Descripción del ejercicio
Indica qué edad tenía Josefina según el texto de estudio.

Josefina quiere estudiar medicina
¿Qué se suponía que podía decir?
Por Adai Boche
Cursaba el tercer año de la universidad cuando viajé a Kenia para asistir al congreso global del ministerio estudiantil en el que servía en mi campus. Entre la locura de los entrenamientos, actividades del congreso y campañas de evangelismo, hice amistad con Josefina, una joven de 14 años, de Nairobi. Todos los días se encargaba de cuidar a sus primos y hermanos menores, mientras su familia trabajaba en el hotel y centro de convenciones.
Todas las tardes, después del almuerzo, caminaba hasta el área de juegos infantiles donde sabía que encontraría a Josefina cuidando a por lo menos cuatro pequeños. Nos la pasábamos jugando con los niños y comiendo cacahuates frescos que habían recogido en un plantío por la mañana.

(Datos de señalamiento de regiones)
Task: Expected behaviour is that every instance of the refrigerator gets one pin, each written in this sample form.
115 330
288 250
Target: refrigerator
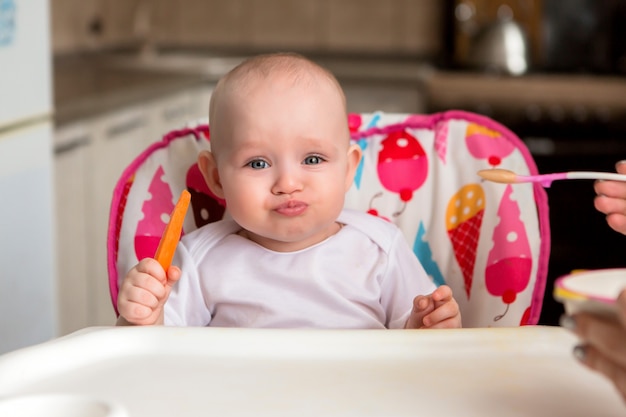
28 306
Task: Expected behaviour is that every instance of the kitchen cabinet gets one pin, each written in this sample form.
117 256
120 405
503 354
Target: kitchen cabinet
90 156
71 165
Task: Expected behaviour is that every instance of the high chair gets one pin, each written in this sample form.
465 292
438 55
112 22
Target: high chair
489 242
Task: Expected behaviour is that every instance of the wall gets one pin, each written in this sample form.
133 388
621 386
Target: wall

Respuesta
Josefina tenía 14 años.